▶ RECORDED INFORMATION:
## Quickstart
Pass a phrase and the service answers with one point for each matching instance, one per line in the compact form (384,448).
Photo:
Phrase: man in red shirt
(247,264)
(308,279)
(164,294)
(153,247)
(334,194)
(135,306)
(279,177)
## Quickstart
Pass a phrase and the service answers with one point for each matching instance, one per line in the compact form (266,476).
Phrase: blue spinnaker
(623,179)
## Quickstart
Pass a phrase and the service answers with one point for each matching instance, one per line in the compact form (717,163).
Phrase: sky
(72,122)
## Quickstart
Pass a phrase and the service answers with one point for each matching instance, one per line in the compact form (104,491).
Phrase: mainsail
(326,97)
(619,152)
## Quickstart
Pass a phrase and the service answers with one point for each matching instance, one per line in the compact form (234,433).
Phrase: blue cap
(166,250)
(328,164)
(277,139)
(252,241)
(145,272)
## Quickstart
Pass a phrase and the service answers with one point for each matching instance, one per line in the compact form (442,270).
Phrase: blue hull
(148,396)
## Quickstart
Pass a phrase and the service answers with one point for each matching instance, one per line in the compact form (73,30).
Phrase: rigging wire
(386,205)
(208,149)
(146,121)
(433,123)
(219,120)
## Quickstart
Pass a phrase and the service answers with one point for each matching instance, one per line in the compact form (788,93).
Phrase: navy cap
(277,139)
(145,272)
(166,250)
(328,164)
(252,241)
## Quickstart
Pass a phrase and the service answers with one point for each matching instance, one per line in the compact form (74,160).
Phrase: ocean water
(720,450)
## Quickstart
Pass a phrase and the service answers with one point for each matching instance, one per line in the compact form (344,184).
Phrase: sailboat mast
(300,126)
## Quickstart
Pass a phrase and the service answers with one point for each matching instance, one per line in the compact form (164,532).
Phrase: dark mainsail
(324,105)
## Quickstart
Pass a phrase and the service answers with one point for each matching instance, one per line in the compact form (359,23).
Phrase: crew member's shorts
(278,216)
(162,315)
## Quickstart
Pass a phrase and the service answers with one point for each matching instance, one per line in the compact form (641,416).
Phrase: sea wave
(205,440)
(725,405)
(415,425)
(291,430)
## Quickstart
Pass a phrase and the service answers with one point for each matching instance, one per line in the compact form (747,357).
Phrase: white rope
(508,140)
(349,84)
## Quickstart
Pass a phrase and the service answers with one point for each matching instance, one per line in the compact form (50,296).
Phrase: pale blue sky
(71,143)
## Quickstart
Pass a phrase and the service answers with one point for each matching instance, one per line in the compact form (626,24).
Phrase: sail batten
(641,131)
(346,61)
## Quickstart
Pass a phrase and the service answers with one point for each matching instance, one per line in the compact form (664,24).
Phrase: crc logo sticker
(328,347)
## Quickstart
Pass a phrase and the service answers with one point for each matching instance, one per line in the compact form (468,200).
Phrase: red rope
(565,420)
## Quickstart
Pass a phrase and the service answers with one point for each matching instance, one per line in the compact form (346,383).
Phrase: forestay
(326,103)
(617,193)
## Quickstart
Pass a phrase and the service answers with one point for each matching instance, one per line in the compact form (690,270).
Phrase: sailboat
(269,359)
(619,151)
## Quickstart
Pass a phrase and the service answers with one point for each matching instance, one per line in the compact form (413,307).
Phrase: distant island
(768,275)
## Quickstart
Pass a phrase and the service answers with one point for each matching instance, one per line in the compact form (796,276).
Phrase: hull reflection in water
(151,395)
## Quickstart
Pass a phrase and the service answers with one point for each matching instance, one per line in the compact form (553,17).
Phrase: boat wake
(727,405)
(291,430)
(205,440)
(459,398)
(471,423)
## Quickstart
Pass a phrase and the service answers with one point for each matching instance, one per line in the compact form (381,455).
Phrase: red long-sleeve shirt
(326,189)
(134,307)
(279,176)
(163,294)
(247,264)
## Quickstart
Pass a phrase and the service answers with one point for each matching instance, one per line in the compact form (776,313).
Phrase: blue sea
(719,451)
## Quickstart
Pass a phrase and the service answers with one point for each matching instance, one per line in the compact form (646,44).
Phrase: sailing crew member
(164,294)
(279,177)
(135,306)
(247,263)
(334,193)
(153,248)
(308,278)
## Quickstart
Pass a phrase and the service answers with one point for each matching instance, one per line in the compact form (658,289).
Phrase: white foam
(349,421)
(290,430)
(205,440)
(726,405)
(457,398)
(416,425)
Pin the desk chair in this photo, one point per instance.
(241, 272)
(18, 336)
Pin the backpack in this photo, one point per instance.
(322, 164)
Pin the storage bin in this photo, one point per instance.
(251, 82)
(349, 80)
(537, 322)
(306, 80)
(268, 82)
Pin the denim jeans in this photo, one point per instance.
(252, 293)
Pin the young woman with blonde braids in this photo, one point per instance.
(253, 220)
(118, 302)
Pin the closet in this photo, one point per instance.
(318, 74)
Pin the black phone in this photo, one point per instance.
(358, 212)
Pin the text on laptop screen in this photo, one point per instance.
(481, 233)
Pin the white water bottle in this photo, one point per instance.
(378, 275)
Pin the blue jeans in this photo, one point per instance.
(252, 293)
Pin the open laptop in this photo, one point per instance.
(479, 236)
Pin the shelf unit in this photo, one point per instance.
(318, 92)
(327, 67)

▶ WHAT YOU SHOULD DO: Word for word, print every line above.

▶ EXERCISE ANSWER:
## Quickstart
Pass a phrase and the service answers with one point for each matching instance, one per line in the compact form (384,448).
Photo:
Phrase: man in red shirt
(247,264)
(308,279)
(164,294)
(153,247)
(334,194)
(135,306)
(279,177)
## Quickstart
Pass a phrase and the service answers with one point for each matching instance, one per line in the compact form (266,476).
Phrase: blue spinnaker
(623,179)
## Quickstart
Pass a phrase and the service answers with one point for each matching instance, one per line in the compact form (717,163).
Phrase: sky
(72,122)
## Quickstart
Pass a phrase and the service answers with one point for each matching instance, one per line in the compact form (104,491).
Phrase: mainsail
(326,97)
(619,152)
## Quickstart
Pass a phrase and the service answers with one point for each matching instance, one per line in the compact form (234,433).
Phrase: blue cap
(166,250)
(328,164)
(277,139)
(252,241)
(145,272)
## Quickstart
Pass a phrase and the service answers with one point for each matching instance, one per line in the compact form (442,270).
Phrase: blue hull
(148,396)
## Quickstart
Pass a phrase and the service answers with one point for each matching instance, one per line in the compact form (73,30).
Phrase: rigging wire
(386,205)
(208,149)
(146,121)
(433,123)
(219,120)
## Quickstart
Pass a phrase and the service answers with one point for each matching instance, one per line in the compact form (788,93).
Phrase: navy cap
(277,139)
(145,272)
(166,250)
(328,164)
(252,241)
## Quickstart
Pass a phrase and the service answers with one point for each matching instance, one per line in the compact form (74,160).
Phrase: ocean water
(720,450)
## Quickstart
Pass a phrase and the service answers with one point for each matching instance, one per line in the compact form (344,184).
Phrase: sailboat mast
(300,126)
## Quickstart
Pass a phrase and the service answers with one point for each matching instance, one per line in the compact form (164,532).
Phrase: dark mainsail
(324,105)
## Quickstart
Pass a phrase and the service answers with one point for each matching instance, one per line in the compact form (359,23).
Phrase: crew member's shorts
(278,216)
(162,315)
## Quickstart
Pass a phrase and the service answers with one point for each matching instance, one per line in the compact form (641,416).
Phrase: sea wave
(205,440)
(725,405)
(415,425)
(291,430)
## Quickstart
Pass a phrase and the service answers with one point for each matching instance, one per line in the compact form (747,357).
Phrase: white rope
(508,140)
(349,84)
## Quickstart
Pass a phrase and the service answers with one point for each matching instance, one per line in the compact form (50,296).
Phrase: pale blue sky
(71,143)
## Quickstart
Pass a phrase and the service answers with one point for each matching instance, one per line in the compact form (626,24).
Phrase: sail batten
(641,131)
(346,61)
## Quickstart
Pass a phrase and the service answers with one point for each matching instance, one per line in the compact form (664,24).
Phrase: crc logo sticker
(328,347)
## Quickstart
Pass a phrase and the service answers with one point for each matching instance, one per line in the compact form (468,200).
Phrase: red rope
(565,420)
## Quickstart
Pass a phrase and the service answers with one point for each matching instance, one per line in the compact form (346,383).
Phrase: forestay
(326,103)
(617,193)
## Quickstart
Pass a phrase and the service answers with one point for each matching instance, one per line in the compact form (690,270).
Phrase: sailboat
(269,359)
(619,151)
## Quickstart
Pass a phrase and the service answers with one point for each matching instance, one per line in the compact form (413,307).
Phrase: distant island
(768,275)
## Quickstart
Pass a phrase and the service answers with one point for each matching instance, one per line in the compact form (796,276).
Phrase: hull reflection in water
(151,395)
## Quickstart
Pass a phrase and the service answers with one point for each matching instance, one per line in the compact form (553,17).
Phrase: boat wake
(727,405)
(291,430)
(205,440)
(459,398)
(471,423)
## Quickstart
Pass a phrase and the service answers with one point for each matching instance, one per line in the compact form (381,455).
Phrase: red long-sleeve shirt
(326,189)
(134,307)
(279,176)
(163,294)
(247,264)
## Quickstart
Pass a phrase and the service answers with one point for each matching instance, one per line in the compact form (776,313).
Phrase: blue sea
(719,451)
## Quickstart
Pass a phrase and the service answers with one point for each matching instance, one per line in the compact form (646,44).
Phrase: sailing crew member
(164,294)
(279,177)
(135,306)
(247,263)
(334,193)
(153,248)
(308,278)
## Quickstart
Pass a phrase and the service answers with one point for each matching instance, one per line in the compact form (658,289).
Phrase: white foam
(349,421)
(290,430)
(205,440)
(726,405)
(457,398)
(416,425)
Pin the desk chair in this photo, one point per instance.
(241, 272)
(18, 336)
Pin the backpack in this photo, one point per instance.
(322, 164)
Pin the storage bin in this photo, one point per instance.
(251, 82)
(349, 80)
(537, 322)
(306, 80)
(268, 82)
Pin the denim jeans in this photo, one point per instance.
(252, 293)
Pin the young woman with blonde braids in this photo, one point per instance.
(253, 220)
(118, 302)
Pin the closet in this photo, one point per instance.
(318, 74)
Pin the black phone in this photo, one point per instance.
(358, 212)
Pin the text on laptop screen in this photo, one point per instance.
(481, 233)
Pin the white water bottle in this photo, one point per instance.
(378, 275)
Pin the blue jeans in this photo, one point per instance.
(252, 293)
Pin the open laptop in this photo, one point per instance.
(479, 236)
Pin the shelf unit in this photo, one point per instance.
(318, 92)
(327, 67)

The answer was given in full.